- [WORK TO COMPLETE]: With no omissions, write out every record given below.

[Data records]
* * *

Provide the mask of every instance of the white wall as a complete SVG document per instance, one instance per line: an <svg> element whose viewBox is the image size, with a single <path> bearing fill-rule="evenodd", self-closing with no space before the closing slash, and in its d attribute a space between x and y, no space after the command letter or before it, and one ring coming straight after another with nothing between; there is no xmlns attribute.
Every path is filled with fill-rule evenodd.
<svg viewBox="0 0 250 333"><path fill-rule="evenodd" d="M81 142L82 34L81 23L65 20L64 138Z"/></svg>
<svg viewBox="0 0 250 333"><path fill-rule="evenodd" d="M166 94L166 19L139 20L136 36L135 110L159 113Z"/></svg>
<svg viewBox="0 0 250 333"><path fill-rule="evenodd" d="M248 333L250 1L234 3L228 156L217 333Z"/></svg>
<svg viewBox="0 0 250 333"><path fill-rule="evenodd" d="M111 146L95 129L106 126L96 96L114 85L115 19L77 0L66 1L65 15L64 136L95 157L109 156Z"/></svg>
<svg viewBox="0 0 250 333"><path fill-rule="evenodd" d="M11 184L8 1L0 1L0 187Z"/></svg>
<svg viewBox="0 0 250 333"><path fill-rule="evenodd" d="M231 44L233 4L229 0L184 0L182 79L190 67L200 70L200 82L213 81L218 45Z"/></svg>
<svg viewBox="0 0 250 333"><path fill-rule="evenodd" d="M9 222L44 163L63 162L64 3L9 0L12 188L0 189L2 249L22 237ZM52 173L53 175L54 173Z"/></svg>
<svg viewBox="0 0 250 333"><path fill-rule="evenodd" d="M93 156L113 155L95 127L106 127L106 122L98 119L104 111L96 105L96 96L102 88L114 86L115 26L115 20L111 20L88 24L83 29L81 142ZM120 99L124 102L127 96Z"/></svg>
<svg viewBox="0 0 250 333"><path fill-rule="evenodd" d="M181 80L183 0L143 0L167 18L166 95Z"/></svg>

* * *

- [ANSWER SECTION]:
Provide the mask of every instance of the white wall as a complete SVG document per instance, one instance per line: an <svg> element whose viewBox is the image size, with a single <path> bearing fill-rule="evenodd", self-closing with no space before the closing slash, and in its d attribute a space between x and y, no space after the command letter or before it, and one ring coming straight after another with nothing between; there is no xmlns attribute.
Every path is filled with fill-rule evenodd.
<svg viewBox="0 0 250 333"><path fill-rule="evenodd" d="M81 142L82 34L81 23L65 20L64 138Z"/></svg>
<svg viewBox="0 0 250 333"><path fill-rule="evenodd" d="M166 94L166 19L139 20L136 36L135 110L159 113Z"/></svg>
<svg viewBox="0 0 250 333"><path fill-rule="evenodd" d="M248 333L250 1L234 3L228 156L217 333Z"/></svg>
<svg viewBox="0 0 250 333"><path fill-rule="evenodd" d="M111 146L95 129L106 126L96 96L114 85L115 19L77 0L66 1L65 15L64 136L95 157L109 156Z"/></svg>
<svg viewBox="0 0 250 333"><path fill-rule="evenodd" d="M11 184L8 1L0 1L0 187Z"/></svg>
<svg viewBox="0 0 250 333"><path fill-rule="evenodd" d="M231 44L233 4L229 0L184 0L182 79L190 67L200 70L200 82L213 81L218 45Z"/></svg>
<svg viewBox="0 0 250 333"><path fill-rule="evenodd" d="M9 222L44 163L63 162L64 3L9 0L12 188L0 189L2 249L22 237ZM52 173L53 175L54 173Z"/></svg>
<svg viewBox="0 0 250 333"><path fill-rule="evenodd" d="M93 156L113 155L95 127L106 127L106 122L98 119L104 111L96 105L96 96L102 88L114 86L115 26L115 20L111 20L88 24L83 29L81 142ZM120 99L124 102L127 96Z"/></svg>
<svg viewBox="0 0 250 333"><path fill-rule="evenodd" d="M181 80L183 0L143 0L167 18L166 95Z"/></svg>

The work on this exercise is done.